# Task to complete:
Given the records that follow, return each one verbatim.

[Referring expression pointing data]
--------------------------------------------------

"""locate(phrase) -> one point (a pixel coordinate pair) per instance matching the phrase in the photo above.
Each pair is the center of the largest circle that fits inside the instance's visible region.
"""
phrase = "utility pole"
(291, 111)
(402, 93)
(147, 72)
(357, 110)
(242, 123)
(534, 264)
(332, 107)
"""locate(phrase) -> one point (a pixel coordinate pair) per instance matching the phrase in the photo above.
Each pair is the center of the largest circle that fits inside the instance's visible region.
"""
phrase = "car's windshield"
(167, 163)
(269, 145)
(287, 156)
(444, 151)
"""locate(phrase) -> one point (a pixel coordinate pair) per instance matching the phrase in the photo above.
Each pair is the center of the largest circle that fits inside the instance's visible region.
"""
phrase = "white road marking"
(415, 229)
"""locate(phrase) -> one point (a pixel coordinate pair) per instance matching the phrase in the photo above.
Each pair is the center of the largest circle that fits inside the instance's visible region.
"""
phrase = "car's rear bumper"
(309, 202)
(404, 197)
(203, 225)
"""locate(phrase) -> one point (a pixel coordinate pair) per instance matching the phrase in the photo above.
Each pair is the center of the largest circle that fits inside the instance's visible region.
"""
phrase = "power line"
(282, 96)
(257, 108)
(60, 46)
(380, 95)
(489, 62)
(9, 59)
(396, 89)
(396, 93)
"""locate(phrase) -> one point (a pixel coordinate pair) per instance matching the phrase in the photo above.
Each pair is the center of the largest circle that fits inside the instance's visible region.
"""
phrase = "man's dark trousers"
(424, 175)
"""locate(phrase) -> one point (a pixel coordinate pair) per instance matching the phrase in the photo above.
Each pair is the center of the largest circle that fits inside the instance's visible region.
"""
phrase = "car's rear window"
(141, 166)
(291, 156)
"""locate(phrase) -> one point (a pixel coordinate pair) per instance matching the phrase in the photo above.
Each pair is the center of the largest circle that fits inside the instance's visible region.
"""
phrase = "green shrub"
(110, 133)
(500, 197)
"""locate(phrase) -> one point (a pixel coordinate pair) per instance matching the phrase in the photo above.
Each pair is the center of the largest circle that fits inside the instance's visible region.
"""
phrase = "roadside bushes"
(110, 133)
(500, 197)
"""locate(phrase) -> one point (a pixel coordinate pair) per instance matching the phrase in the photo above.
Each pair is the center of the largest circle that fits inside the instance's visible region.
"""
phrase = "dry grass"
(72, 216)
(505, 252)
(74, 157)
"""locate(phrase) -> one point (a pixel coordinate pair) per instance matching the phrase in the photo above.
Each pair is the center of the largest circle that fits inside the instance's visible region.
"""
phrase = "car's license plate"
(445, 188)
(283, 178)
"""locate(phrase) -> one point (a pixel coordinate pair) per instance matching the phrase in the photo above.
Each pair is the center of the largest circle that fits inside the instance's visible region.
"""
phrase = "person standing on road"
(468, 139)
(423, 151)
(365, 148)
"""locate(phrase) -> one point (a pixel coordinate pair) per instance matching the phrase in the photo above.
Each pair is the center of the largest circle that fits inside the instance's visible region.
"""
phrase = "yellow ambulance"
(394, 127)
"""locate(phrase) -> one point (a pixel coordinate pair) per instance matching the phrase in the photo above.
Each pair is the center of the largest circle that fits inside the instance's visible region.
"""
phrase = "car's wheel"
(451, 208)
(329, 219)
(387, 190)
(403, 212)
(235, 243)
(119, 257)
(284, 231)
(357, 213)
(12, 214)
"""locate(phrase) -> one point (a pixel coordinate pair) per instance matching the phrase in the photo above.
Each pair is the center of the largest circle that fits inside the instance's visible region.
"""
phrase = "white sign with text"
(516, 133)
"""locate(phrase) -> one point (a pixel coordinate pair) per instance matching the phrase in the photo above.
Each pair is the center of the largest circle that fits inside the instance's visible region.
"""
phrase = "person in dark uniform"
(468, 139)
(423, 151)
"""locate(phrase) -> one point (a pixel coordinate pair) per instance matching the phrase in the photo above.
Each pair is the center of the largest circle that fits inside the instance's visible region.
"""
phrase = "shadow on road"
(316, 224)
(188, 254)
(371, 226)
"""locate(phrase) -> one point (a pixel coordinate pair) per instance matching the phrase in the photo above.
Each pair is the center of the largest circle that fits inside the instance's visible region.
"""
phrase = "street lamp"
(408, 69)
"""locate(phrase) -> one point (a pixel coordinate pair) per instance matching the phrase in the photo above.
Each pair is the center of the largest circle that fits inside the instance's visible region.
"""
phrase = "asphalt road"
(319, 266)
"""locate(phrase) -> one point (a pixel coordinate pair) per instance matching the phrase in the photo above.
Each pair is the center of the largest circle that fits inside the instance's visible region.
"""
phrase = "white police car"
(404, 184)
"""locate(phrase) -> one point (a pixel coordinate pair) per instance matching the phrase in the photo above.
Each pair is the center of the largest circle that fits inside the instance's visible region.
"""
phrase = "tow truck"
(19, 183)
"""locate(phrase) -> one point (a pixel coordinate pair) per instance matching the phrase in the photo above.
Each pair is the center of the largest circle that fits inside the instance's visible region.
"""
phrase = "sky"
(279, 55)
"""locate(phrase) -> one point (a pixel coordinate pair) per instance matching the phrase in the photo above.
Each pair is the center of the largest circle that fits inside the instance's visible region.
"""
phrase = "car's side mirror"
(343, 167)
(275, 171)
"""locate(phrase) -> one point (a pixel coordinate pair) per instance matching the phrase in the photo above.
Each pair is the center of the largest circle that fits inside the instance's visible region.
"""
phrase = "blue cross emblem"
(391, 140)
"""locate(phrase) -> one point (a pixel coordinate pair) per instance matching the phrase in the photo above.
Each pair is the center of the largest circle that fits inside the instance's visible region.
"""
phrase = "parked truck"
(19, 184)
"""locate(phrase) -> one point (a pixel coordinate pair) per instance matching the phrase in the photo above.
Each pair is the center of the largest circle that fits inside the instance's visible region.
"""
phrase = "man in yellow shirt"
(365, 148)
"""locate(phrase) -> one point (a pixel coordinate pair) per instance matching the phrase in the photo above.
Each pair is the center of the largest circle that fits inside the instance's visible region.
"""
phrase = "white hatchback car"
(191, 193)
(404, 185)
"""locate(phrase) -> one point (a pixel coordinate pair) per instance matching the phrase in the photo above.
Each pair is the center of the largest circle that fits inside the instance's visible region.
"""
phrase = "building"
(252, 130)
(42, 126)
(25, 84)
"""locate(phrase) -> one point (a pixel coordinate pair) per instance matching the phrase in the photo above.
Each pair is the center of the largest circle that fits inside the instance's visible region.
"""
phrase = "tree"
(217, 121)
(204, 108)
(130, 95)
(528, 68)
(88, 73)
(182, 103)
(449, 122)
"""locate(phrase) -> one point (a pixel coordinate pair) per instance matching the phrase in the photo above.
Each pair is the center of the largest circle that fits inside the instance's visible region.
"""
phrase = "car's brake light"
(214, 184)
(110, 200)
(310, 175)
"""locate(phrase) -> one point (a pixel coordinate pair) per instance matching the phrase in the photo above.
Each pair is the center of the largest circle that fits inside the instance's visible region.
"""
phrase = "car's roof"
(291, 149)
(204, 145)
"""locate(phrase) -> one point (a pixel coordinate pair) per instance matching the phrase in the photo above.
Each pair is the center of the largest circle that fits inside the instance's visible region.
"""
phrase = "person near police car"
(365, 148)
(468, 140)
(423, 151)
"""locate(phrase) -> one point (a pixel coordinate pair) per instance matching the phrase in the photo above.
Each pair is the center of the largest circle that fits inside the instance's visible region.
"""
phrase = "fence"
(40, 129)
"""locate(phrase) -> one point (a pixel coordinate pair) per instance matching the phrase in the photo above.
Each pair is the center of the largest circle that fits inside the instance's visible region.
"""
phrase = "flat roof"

--------------------------------------------------

# Your response:
"""locate(phrase) -> one point (a pixel coordinate pair) per instance matching the phrase in the photo above.
Each pair is the center of the largest circle that fits inside the instance's visible region.
"""
phrase = "utility pole"
(291, 111)
(402, 93)
(147, 72)
(357, 110)
(242, 123)
(534, 264)
(332, 107)
"""locate(phrase) -> one point (a pixel coordinate pair) per instance matching the phrase in the photo above.
Each pair is the center of the largest circle that fits inside the instance's visible region.
"""
phrase = "car's windshield"
(167, 163)
(269, 145)
(287, 156)
(444, 151)
"""locate(phrase) -> one point (a pixel coordinate pair) per instance matching the phrase in the photo above.
Each pair is the center of the largest circle that fits inside the instance's visible region.
"""
phrase = "white road marking"
(415, 229)
"""locate(phrase) -> one point (a pixel coordinate pair) per instance matching the phrase in the photo above.
Each pair is the center of the largest circle that fits inside the instance's visible region.
"""
phrase = "car's rear bumper"
(309, 202)
(404, 197)
(203, 225)
"""locate(phrase) -> one point (a pixel coordinate pair) per instance matching the phrase in the photo above.
Each pair is the center of the largest circle that fits inside the instance's visible region.
"""
phrase = "power line"
(282, 96)
(257, 108)
(60, 46)
(380, 95)
(489, 62)
(9, 59)
(396, 89)
(396, 93)
"""locate(phrase) -> one point (a pixel coordinate pair) per instance matching the phrase in the photo above.
Each pair is the center of the largest circle that fits inside the instance's visible region.
"""
phrase = "man's dark trousers"
(424, 175)
"""locate(phrase) -> one point (a pixel coordinate pair) per instance matching the phrase in the photo above.
Each pair is the center of the largest circle that fits inside the instance's visible region.
"""
phrase = "car's rear window"
(141, 166)
(291, 156)
"""locate(phrase) -> one point (a pixel coordinate pair) per instance matching the phrase in the photo above.
Each pair is the center of the largest circle that fits inside the instance's visible region.
"""
phrase = "green shrub"
(110, 133)
(500, 197)
"""locate(phrase) -> one point (a pixel coordinate pair) per instance matching the phrase in the photo above.
Each pair is the center of the largest circle that fits inside the instance's visible region.
"""
phrase = "roadside bushes"
(110, 133)
(500, 197)
"""locate(phrase) -> one point (a pixel coordinate pair) per instance matching the phrase in the photo above.
Each pair is the center of the largest circle that fits inside the instance's visible region.
"""
phrase = "dry grass"
(72, 216)
(505, 252)
(74, 157)
"""locate(phrase) -> one point (a pixel coordinate pair) per instance matching the phrase in the photo above.
Each pair is the center of the largest circle that fits inside the instance's visible region.
"""
phrase = "car's license plate"
(445, 188)
(283, 178)
"""locate(phrase) -> one point (a pixel coordinate pair) per instance matching the phrase in the photo above.
Each pair is the center of the largest circle that fits inside the instance's visible region.
"""
phrase = "person standing on road"
(468, 139)
(423, 151)
(365, 148)
"""locate(phrase) -> one point (a pixel coordinate pair) per instance matching the phrase in the photo above.
Each pair is the center of the largest circle that fits inside the instance's visible region.
"""
phrase = "yellow ambulance"
(394, 127)
"""locate(phrase) -> one point (a pixel coordinate pair) per instance matching the phrase in the photo above.
Each pair is the center of the largest circle that fits inside the instance's visible region.
"""
phrase = "car's wheel"
(451, 208)
(329, 219)
(387, 190)
(403, 212)
(235, 243)
(119, 257)
(284, 231)
(357, 213)
(12, 214)
"""locate(phrase) -> one point (a pixel coordinate pair) per instance matching the phrase in the photo above.
Each pair is the center of the largest circle that fits inside the instance's visible region.
"""
phrase = "white sign with text"
(516, 133)
"""locate(phrase) -> one point (a pixel coordinate pair) per instance matching the phrase in the photo above.
Each pair is the center of the largest circle that fits inside the instance's visible region.
"""
phrase = "person in dark uniform"
(468, 139)
(423, 151)
"""locate(phrase) -> one point (a pixel coordinate pair) per instance matching the phrase in the photo above.
Each pair is the center of the largest circle that fits inside the instance's visible region.
"""
phrase = "shadow on road"
(316, 224)
(188, 254)
(371, 226)
"""locate(phrase) -> one point (a pixel coordinate pair) per instance matching the phrase in the photo above.
Each pair is the center of the largest circle that fits inside the instance's visible region.
"""
phrase = "street lamp"
(408, 69)
"""locate(phrase) -> one point (a pixel coordinate pair) per instance matching the phrase in the photo above.
Each pair is the center of the largest circle that fits inside the instance's visible region.
"""
phrase = "asphalt road"
(319, 266)
"""locate(phrase) -> one point (a pixel coordinate pair) per instance matching the phrase in the photo above.
Each pair is the center of the largest circle that fits inside the instance's visible region.
"""
phrase = "white police car"
(404, 184)
"""locate(phrase) -> one point (a pixel coordinate pair) per instance matching the phrase in the photo above.
Each pair is the center of the largest circle that fits inside the instance's visible region.
"""
phrase = "tow truck"
(19, 183)
"""locate(phrase) -> one point (a pixel coordinate pair) per instance matching the phrase in the photo above.
Each pair is the center of the largest circle that fits inside the instance's visible region.
"""
phrase = "sky"
(279, 55)
"""locate(phrase) -> one point (a pixel coordinate pair) per instance matching the phrase in the photo above.
Each pair is the center of the largest circle that fits inside the instance's visible region.
"""
phrase = "car's side mirror"
(343, 167)
(275, 171)
"""locate(phrase) -> one point (a pixel coordinate pair) per instance matching the phrase in the photo above.
Each pair is the center of the largest circle that fits inside the instance's visible region.
"""
phrase = "blue cross emblem"
(391, 140)
"""locate(phrase) -> one point (a pixel coordinate pair) per instance matching the phrase in the photo above.
Each pair is the center of the largest circle that fits inside the instance's visible region.
"""
phrase = "parked truck"
(19, 184)
"""locate(phrase) -> one point (a pixel coordinate pair) per instance matching the phrase in the photo above.
Each pair is the center of the largest circle that fits inside the instance's visible region.
"""
phrase = "man in yellow shirt"
(365, 148)
"""locate(phrase) -> one point (a pixel coordinate pair) per instance matching the phrase in the photo above.
Each pair is the center of the largest circle that fits inside the instance's visible region.
"""
phrase = "white hatchback car"
(191, 193)
(404, 185)
"""locate(phrase) -> one point (a pixel coordinate pair) per instance matching the phrase in the photo above.
Each pair is the center of the largest circle that fits inside the instance's visible region.
"""
phrase = "building"
(252, 130)
(42, 126)
(25, 84)
"""locate(phrase) -> one point (a pixel coordinate pair) per instance matching the phrase in the photo above.
Each pair is the center of the largest circle that fits inside the instance's visible region.
"""
phrase = "tree"
(217, 121)
(204, 108)
(130, 95)
(528, 68)
(88, 73)
(182, 103)
(449, 122)
"""locate(phrase) -> one point (a pixel coordinate pair) per instance matching the phrase in the photo above.
Each pair is the center of the largest circle that fits inside the instance's visible region.
"""
phrase = "car's brake light"
(214, 184)
(110, 200)
(310, 175)
"""locate(phrase) -> one point (a pixel coordinate pair) per instance matching the phrase in the photo above.
Each pair is the center of the largest circle that fits inside the instance's visible region.
"""
phrase = "car's roof"
(291, 149)
(204, 145)
"""locate(phrase) -> one point (a pixel coordinate pair) per instance matching the phrase in the photo above.
Each pair is the center of the largest circle that fits inside the instance's visible region.
"""
phrase = "person near police car"
(365, 148)
(468, 140)
(423, 151)
"""locate(phrase) -> one point (a pixel coordinate pair) per instance matching the phrase in the photo above.
Each pair is the center of the largest circle that fits inside the instance's visible region.
"""
phrase = "fence"
(40, 129)
"""locate(phrase) -> one point (a pixel coordinate pair) per instance matching the phrase in the photo above.
Each pair is the center of the largest circle that fits inside the instance's visible region.
"""
phrase = "flat roof"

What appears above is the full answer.